Prompt -> Return exactly the lines that run from the one containing "Report the location of each instance of the mountain" to the end of the entries, with both ends included.

Excerpted records ->

== == ==

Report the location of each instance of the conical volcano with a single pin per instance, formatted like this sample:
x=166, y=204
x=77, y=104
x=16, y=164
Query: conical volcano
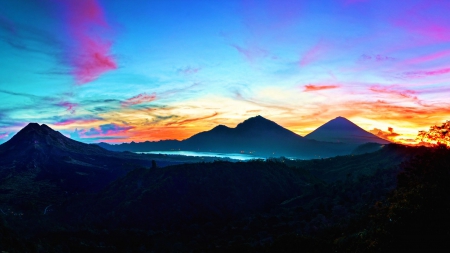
x=44, y=167
x=343, y=130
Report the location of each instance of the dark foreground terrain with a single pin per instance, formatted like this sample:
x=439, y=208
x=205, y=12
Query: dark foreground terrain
x=394, y=199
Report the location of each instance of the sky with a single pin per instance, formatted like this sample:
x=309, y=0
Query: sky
x=122, y=71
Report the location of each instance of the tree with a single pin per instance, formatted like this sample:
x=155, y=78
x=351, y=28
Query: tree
x=436, y=135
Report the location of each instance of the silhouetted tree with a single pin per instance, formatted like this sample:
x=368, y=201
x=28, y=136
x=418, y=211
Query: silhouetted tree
x=436, y=134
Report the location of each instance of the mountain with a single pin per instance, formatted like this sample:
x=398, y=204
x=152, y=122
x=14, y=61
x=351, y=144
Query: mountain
x=256, y=135
x=343, y=130
x=40, y=166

== == ==

Exercise output ->
Report the location of each instance of the mountain with a single pin per instance, formatted like this sample:
x=398, y=204
x=152, y=122
x=14, y=61
x=351, y=144
Query: mountain
x=256, y=135
x=343, y=130
x=40, y=166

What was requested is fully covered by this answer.